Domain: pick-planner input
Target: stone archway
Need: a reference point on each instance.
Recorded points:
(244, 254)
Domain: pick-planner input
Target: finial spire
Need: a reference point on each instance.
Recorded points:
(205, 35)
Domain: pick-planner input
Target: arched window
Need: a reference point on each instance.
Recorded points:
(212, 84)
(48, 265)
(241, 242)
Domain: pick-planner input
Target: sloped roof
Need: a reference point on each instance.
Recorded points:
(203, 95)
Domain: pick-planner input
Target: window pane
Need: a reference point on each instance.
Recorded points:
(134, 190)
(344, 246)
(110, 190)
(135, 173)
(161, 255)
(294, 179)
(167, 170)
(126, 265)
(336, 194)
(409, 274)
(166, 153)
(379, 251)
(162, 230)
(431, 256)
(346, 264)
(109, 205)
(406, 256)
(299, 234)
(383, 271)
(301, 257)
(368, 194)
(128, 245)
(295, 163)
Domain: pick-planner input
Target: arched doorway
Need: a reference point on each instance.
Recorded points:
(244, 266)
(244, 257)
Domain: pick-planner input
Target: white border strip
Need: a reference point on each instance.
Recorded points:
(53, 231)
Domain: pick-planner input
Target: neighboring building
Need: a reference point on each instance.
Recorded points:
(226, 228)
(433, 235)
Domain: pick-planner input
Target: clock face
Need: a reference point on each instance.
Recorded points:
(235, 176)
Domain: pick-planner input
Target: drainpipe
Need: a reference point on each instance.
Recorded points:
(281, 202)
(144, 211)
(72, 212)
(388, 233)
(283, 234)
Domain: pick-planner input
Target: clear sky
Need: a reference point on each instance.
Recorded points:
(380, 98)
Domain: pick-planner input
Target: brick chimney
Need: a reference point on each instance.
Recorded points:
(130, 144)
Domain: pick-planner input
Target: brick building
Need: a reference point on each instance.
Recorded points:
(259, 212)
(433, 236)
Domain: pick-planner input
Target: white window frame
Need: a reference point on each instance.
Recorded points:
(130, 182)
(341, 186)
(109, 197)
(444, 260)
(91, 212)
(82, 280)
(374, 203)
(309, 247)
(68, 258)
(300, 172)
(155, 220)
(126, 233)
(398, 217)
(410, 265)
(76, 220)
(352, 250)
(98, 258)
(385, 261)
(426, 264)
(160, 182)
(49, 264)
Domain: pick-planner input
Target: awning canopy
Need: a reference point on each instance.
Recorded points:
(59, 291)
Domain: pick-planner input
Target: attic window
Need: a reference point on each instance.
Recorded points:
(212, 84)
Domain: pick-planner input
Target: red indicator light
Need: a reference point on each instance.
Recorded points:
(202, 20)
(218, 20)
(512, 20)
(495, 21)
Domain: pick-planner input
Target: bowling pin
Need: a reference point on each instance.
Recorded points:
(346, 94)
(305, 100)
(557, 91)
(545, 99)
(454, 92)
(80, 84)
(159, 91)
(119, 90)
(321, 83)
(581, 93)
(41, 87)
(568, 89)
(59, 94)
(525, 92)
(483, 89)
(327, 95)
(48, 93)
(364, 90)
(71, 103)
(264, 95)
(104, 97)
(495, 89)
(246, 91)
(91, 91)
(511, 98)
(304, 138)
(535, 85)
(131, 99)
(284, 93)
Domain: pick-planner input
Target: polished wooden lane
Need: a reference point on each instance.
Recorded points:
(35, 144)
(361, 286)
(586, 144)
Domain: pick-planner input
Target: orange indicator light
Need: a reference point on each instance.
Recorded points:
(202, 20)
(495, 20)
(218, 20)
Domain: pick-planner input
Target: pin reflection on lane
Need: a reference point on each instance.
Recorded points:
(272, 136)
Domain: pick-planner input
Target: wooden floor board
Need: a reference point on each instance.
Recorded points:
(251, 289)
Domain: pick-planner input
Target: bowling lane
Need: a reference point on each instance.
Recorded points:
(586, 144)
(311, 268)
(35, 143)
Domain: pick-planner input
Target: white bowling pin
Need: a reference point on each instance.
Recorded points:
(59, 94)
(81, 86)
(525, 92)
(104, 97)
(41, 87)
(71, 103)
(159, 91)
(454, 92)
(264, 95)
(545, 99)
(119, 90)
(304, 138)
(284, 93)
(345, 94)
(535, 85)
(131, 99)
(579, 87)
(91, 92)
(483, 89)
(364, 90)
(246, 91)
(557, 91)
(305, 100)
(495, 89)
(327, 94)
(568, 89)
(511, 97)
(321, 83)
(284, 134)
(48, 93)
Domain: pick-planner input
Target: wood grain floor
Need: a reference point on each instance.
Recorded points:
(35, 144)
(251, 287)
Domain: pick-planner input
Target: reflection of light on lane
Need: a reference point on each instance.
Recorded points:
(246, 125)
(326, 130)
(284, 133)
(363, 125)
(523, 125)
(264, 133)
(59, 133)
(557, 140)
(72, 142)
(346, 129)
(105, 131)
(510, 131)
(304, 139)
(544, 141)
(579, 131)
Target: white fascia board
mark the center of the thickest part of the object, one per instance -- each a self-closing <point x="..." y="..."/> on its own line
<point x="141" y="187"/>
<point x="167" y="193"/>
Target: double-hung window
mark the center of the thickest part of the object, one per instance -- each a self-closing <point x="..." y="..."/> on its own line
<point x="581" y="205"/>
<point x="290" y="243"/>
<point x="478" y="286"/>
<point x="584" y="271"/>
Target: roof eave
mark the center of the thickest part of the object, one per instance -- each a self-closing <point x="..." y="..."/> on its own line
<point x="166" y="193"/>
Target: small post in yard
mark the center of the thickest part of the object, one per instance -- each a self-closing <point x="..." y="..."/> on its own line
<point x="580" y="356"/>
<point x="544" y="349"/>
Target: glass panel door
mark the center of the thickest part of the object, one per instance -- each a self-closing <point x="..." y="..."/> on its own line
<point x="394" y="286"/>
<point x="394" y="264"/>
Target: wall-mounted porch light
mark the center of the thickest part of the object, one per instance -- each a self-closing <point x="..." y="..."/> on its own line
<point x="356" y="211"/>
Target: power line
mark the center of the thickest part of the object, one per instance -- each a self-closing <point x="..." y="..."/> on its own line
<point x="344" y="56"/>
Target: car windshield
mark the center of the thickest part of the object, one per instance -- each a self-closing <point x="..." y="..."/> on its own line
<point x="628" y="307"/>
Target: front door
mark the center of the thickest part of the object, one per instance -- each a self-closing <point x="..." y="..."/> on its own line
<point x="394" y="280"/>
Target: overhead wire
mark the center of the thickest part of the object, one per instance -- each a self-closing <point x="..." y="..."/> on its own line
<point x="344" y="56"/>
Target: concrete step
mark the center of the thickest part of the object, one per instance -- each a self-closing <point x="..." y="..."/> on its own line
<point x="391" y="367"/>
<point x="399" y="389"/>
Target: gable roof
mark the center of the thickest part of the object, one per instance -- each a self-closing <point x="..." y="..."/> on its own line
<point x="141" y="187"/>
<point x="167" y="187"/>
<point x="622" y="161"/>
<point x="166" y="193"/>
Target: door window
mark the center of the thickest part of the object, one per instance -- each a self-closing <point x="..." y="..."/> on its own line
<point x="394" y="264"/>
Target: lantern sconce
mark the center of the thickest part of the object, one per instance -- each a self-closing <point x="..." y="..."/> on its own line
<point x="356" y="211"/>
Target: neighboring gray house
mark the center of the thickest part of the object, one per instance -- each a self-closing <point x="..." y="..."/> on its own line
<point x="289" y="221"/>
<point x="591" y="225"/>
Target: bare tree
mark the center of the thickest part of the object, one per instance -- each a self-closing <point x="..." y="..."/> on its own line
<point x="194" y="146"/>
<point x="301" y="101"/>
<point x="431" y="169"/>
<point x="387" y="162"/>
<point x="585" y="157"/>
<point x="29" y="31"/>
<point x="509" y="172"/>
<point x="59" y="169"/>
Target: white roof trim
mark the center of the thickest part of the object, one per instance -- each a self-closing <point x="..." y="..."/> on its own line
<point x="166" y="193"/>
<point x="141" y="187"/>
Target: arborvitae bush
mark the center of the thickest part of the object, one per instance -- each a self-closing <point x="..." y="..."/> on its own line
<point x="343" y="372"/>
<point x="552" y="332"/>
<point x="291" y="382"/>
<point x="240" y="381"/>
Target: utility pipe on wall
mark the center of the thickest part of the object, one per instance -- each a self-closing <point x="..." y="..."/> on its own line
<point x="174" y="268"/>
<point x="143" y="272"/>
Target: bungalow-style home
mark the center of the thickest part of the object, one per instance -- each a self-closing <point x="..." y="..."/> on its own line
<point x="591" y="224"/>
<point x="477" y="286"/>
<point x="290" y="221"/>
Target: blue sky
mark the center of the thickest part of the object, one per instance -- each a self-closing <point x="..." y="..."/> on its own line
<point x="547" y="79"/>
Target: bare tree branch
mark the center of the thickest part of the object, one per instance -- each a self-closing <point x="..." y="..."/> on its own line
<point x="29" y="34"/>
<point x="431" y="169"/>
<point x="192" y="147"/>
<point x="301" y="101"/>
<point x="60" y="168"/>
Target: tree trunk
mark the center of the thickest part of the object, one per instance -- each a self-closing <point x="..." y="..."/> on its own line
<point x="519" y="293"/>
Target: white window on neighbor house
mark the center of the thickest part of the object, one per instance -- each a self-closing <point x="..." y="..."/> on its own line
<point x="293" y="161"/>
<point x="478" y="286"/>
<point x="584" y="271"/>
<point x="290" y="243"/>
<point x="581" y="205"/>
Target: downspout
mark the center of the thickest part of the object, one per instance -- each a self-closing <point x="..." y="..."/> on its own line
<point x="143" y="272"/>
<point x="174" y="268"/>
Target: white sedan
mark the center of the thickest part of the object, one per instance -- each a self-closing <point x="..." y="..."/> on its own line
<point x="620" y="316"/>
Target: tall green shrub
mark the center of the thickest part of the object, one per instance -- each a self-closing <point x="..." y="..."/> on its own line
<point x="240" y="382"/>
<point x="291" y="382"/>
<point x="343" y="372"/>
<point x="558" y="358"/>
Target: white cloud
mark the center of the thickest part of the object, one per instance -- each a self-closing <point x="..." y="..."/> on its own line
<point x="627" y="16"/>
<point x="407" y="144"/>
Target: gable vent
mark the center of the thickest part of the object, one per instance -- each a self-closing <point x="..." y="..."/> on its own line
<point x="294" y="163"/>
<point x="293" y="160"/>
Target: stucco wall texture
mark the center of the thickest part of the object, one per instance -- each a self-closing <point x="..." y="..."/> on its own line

TASK DESCRIPTION | Reproduce, word for word, every line starting at the line that contains "Target: tall green shrub" and ending with the final line of the entries.

ANSWER FOR THIS EXERCISE |
Target: tall green shrub
mark the center of the thickest part of the object, one per instance -- each a self-closing <point x="..." y="..."/> on its own line
<point x="240" y="382"/>
<point x="291" y="382"/>
<point x="343" y="372"/>
<point x="558" y="358"/>
Target: white cloud
mark the center of the thickest part of the object, one per instance -- each a self-closing <point x="..." y="..."/> on its own line
<point x="627" y="16"/>
<point x="407" y="144"/>
Target: gable vent
mark the center of the thickest part of the object, one per instance -- each a self-closing <point x="..." y="..."/> on its own line
<point x="294" y="163"/>
<point x="293" y="160"/>
Target: stucco wall texture
mark the center of the thickest part of the object, one per instance -- each a self-closing <point x="..." y="..."/> on its own line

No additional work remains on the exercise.